▼▼▼
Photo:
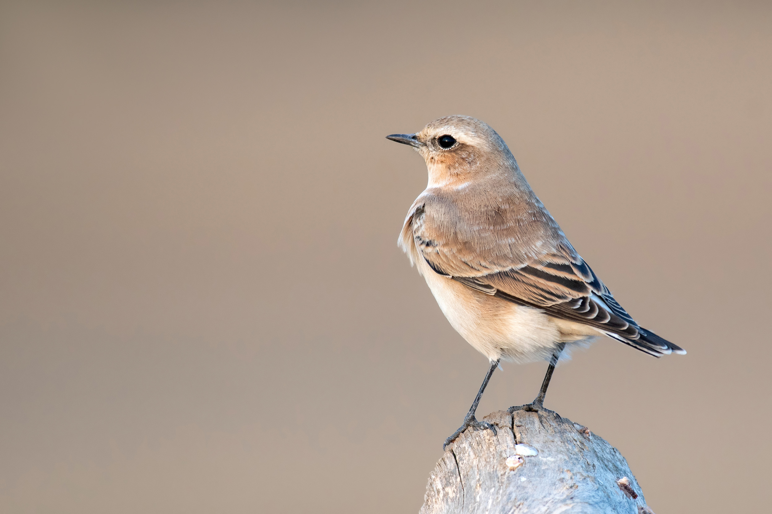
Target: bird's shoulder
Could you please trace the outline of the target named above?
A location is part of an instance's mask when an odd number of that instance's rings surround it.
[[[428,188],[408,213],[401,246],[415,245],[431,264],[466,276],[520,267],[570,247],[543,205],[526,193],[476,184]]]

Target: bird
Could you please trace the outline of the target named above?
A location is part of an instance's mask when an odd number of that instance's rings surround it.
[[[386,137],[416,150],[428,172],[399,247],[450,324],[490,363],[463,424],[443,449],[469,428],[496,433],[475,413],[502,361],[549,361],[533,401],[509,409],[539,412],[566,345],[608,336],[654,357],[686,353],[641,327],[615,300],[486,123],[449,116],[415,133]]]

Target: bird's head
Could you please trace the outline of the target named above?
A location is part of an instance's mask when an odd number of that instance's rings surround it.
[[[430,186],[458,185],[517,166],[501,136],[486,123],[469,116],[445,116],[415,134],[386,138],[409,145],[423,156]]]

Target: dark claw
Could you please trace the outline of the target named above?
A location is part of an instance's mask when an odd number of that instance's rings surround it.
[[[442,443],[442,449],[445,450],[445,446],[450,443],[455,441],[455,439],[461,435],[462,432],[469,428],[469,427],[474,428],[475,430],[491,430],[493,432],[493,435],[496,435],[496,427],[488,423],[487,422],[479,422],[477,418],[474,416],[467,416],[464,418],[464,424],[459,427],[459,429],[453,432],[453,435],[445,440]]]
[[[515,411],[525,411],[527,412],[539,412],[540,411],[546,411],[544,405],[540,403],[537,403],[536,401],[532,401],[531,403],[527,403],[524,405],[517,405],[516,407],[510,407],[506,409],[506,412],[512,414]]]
▲▲▲
▼▼▼
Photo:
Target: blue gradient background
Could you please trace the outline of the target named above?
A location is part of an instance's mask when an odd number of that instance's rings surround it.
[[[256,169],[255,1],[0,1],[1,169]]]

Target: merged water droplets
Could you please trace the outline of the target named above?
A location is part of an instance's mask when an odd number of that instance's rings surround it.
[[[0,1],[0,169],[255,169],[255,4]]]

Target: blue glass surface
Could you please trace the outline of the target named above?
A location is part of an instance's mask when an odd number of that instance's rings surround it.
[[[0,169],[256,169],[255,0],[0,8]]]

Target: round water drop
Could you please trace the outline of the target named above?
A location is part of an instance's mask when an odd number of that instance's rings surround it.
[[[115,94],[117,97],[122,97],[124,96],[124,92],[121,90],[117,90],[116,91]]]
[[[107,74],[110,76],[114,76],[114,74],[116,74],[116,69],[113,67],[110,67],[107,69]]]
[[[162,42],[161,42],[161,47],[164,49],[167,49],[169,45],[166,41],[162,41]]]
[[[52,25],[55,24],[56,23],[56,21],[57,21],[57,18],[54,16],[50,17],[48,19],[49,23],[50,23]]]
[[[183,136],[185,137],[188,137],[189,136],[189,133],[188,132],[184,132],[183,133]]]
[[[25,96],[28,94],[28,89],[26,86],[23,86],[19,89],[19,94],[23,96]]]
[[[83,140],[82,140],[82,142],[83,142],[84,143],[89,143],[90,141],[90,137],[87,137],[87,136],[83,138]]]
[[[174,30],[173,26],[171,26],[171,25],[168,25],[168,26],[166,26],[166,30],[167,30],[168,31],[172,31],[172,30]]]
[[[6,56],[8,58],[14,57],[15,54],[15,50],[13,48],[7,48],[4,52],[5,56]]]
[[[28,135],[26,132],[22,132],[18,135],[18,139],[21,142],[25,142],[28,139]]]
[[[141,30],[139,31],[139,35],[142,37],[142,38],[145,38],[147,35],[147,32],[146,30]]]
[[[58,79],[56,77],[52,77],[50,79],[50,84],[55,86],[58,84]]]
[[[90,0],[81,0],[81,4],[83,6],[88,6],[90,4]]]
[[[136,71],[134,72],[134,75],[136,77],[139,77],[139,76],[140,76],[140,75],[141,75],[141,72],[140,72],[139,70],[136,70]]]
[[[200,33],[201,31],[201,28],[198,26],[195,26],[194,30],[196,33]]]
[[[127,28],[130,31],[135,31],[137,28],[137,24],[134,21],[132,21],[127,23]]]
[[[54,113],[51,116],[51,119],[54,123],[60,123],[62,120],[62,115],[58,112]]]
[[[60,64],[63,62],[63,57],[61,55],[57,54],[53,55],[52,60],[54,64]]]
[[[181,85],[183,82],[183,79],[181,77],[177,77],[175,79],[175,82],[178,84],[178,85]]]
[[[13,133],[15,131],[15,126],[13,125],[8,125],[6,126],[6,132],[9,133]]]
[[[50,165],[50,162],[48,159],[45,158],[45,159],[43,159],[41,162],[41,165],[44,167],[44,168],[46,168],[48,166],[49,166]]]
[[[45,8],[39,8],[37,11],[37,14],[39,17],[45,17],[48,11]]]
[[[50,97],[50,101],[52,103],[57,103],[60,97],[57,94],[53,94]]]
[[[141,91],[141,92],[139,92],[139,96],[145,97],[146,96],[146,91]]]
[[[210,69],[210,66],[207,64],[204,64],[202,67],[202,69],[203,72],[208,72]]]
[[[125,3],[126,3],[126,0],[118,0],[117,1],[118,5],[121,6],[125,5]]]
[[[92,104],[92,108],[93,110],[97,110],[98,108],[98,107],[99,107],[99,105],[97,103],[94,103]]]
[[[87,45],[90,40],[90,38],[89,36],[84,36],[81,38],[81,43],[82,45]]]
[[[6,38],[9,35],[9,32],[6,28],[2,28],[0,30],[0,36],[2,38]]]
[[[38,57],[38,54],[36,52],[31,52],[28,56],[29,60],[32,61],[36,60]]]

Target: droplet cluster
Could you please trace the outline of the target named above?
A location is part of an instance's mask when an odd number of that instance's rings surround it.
▲▲▲
▼▼▼
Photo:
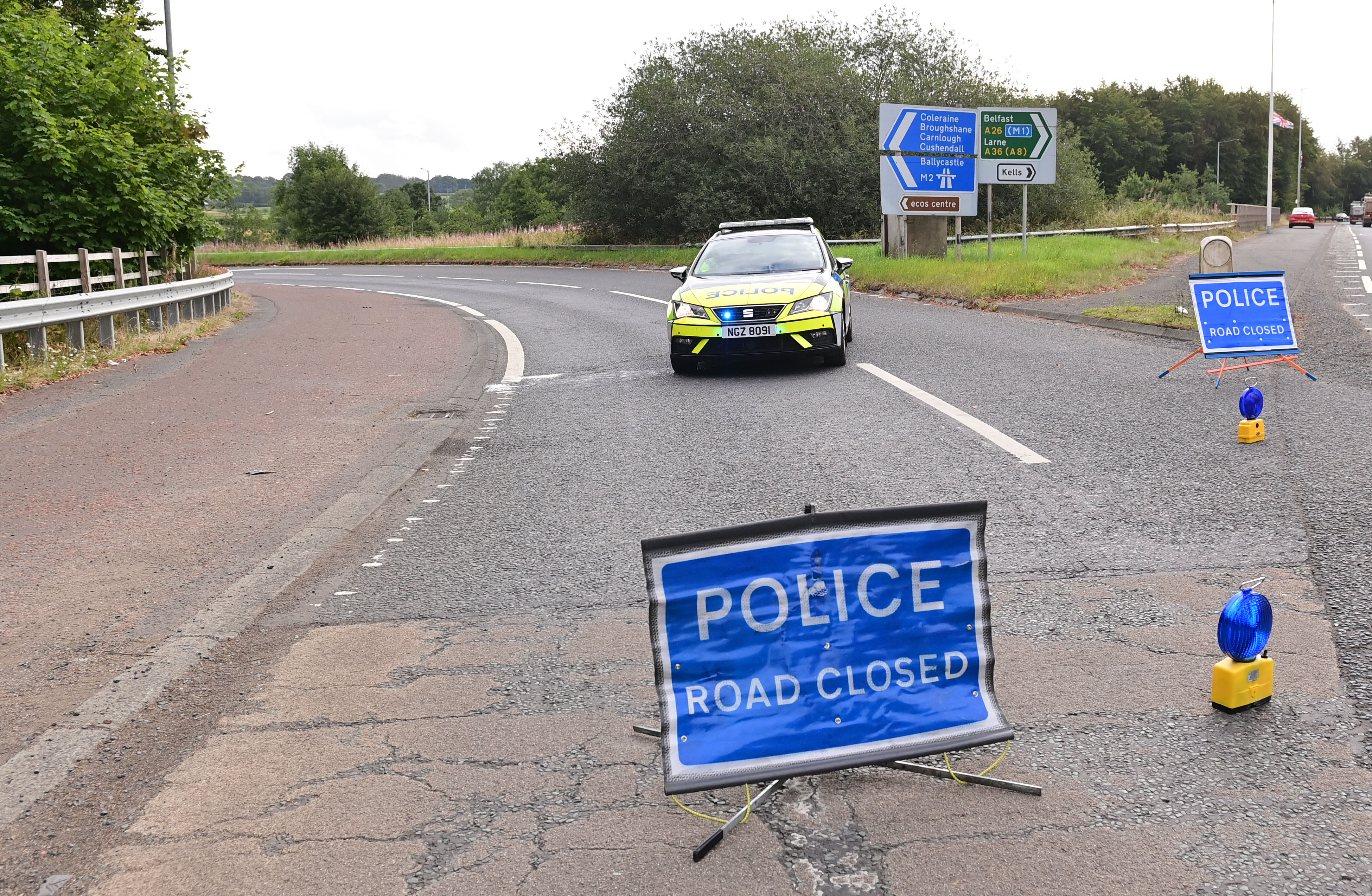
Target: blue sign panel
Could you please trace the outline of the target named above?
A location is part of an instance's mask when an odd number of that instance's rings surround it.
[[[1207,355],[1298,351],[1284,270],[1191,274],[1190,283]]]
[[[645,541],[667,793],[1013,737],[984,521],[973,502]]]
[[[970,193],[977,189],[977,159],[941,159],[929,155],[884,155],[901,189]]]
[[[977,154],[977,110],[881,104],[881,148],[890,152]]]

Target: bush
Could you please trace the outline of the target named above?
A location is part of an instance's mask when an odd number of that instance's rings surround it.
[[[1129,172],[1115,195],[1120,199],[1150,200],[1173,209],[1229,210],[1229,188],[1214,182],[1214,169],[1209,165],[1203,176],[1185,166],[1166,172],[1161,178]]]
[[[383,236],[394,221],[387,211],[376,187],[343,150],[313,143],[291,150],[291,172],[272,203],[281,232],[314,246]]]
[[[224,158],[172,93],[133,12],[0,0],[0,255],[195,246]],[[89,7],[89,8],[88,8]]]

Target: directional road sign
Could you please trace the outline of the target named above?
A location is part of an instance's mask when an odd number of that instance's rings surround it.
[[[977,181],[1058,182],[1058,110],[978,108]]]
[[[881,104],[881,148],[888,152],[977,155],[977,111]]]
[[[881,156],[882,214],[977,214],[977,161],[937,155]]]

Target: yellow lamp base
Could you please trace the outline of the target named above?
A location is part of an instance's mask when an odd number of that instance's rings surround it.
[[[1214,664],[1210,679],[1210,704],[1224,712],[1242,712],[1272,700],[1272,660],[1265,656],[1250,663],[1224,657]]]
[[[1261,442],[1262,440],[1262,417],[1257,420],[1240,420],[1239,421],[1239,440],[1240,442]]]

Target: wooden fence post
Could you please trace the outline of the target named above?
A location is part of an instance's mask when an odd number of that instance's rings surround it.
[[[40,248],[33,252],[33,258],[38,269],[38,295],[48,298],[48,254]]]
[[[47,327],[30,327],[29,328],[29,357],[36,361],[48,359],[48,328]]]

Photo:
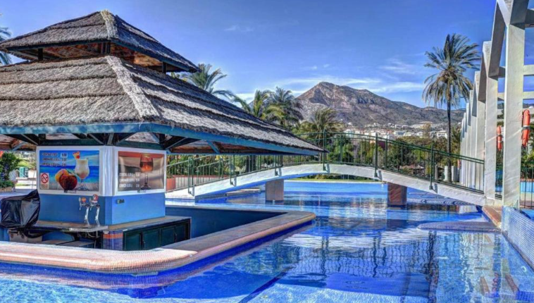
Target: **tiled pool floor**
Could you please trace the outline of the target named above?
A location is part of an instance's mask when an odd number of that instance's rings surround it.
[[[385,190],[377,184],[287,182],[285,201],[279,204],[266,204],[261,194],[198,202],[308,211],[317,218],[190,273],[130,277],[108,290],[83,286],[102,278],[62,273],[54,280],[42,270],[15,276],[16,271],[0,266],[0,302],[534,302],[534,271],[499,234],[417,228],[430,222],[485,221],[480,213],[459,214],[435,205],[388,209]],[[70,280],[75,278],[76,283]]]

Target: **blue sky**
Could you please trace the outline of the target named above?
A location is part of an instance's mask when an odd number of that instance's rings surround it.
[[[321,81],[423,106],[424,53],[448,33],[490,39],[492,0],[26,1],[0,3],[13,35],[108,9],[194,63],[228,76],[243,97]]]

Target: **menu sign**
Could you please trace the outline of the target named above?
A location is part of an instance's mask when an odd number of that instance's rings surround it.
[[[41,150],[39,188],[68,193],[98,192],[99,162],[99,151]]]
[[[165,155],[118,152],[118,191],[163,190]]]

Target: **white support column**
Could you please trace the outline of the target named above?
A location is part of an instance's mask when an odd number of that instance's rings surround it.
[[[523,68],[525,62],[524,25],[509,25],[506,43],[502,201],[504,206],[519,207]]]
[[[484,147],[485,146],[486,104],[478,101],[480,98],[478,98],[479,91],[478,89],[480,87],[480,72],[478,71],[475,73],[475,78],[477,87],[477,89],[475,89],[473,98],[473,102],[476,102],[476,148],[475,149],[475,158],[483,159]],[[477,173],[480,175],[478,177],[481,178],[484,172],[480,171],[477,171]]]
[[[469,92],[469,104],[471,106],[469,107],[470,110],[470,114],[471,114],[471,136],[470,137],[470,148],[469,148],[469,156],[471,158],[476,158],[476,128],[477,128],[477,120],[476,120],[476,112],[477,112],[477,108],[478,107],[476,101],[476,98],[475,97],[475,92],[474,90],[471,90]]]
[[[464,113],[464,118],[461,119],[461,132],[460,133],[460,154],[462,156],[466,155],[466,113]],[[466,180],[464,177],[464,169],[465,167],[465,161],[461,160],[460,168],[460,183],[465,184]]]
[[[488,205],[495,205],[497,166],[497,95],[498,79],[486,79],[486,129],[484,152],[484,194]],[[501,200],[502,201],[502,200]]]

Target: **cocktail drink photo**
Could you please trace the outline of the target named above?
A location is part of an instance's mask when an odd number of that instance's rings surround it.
▲▲▲
● **Required work**
Which lines of the material contain the word "bird"? Gather each of them in full.

● **Exercise result**
Target: bird's shoulder
Target: bird
Target: bird's head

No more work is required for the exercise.